━━━ ENTRIES SHOWN

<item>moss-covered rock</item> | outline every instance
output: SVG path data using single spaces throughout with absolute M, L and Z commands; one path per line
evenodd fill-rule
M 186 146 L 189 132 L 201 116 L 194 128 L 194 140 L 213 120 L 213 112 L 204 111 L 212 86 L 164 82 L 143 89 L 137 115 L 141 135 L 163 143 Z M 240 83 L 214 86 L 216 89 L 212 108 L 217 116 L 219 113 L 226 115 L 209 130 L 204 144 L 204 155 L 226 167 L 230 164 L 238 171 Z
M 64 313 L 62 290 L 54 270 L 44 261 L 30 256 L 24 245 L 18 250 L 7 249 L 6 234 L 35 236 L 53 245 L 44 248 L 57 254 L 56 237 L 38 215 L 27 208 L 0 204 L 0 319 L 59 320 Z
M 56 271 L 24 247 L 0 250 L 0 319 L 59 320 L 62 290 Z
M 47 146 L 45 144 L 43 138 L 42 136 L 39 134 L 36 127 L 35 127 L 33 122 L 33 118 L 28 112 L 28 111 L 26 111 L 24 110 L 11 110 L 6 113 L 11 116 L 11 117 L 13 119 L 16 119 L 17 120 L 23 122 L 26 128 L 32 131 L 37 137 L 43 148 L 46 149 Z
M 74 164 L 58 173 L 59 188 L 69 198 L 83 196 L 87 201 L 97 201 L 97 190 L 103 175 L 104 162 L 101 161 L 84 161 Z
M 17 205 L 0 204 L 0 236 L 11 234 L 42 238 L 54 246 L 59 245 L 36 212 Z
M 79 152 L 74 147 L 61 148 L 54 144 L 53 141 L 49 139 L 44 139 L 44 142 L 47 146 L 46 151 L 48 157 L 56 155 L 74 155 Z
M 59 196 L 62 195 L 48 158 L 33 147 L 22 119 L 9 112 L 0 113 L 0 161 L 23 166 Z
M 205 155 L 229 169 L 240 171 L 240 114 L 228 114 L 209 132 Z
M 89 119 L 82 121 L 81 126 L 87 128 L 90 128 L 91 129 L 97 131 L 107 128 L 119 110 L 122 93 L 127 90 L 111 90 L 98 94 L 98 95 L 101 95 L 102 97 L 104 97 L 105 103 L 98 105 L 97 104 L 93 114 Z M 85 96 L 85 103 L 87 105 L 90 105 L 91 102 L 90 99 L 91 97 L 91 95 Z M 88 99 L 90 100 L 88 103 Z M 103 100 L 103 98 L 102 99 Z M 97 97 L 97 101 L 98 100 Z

━━━━━━

* TASK REQUIREMENTS
Turn the data above into a numbered list with one line per item, and skip any blank lines.

* EXERCISE ANSWER
1. <item>moss-covered rock</item> | outline every instance
2. output: SVG path data using single spaces throughout with absolute M, L and Z commands; one path per line
3. evenodd fill-rule
4. M 186 146 L 189 132 L 201 116 L 194 128 L 194 140 L 213 120 L 213 112 L 204 111 L 212 86 L 164 82 L 143 89 L 137 115 L 141 135 L 163 143 Z M 240 83 L 214 86 L 216 89 L 212 108 L 217 116 L 219 113 L 226 115 L 209 130 L 204 144 L 204 155 L 226 167 L 230 164 L 238 171 Z
5. M 64 313 L 62 290 L 54 270 L 44 261 L 30 256 L 24 245 L 18 250 L 7 249 L 6 234 L 35 236 L 53 245 L 44 248 L 57 254 L 56 237 L 38 215 L 27 208 L 0 204 L 0 319 L 59 320 Z
6. M 56 271 L 24 247 L 0 250 L 0 319 L 59 320 L 62 290 Z
7. M 47 146 L 45 144 L 43 138 L 42 136 L 39 134 L 36 127 L 35 127 L 33 122 L 33 118 L 28 112 L 28 111 L 26 111 L 24 110 L 11 110 L 6 113 L 11 116 L 11 117 L 13 119 L 16 119 L 17 120 L 23 122 L 26 128 L 32 131 L 37 137 L 43 148 L 46 149 Z
8. M 74 164 L 58 173 L 59 188 L 69 198 L 83 196 L 87 201 L 97 201 L 97 190 L 103 175 L 104 162 L 101 161 L 84 161 Z
9. M 17 205 L 0 204 L 0 236 L 11 234 L 42 238 L 54 246 L 59 245 L 36 212 Z
10. M 79 152 L 74 147 L 61 148 L 54 144 L 53 141 L 49 139 L 44 139 L 44 142 L 47 146 L 46 151 L 48 157 L 56 155 L 74 155 Z
11. M 59 196 L 62 195 L 48 158 L 33 147 L 22 119 L 9 112 L 0 113 L 0 161 L 23 166 Z
12. M 205 155 L 229 169 L 240 171 L 240 114 L 228 114 L 209 132 Z
13. M 89 119 L 82 121 L 81 126 L 87 128 L 90 128 L 91 129 L 97 131 L 107 128 L 119 110 L 122 93 L 127 90 L 111 90 L 98 94 L 98 95 L 101 95 L 102 97 L 104 97 L 105 103 L 98 105 L 97 104 L 93 114 Z M 85 96 L 85 103 L 87 105 L 90 105 L 91 102 L 90 99 L 91 97 L 91 95 Z M 88 99 L 90 100 L 88 103 Z M 103 100 L 103 98 L 102 99 Z M 97 97 L 97 101 L 98 100 Z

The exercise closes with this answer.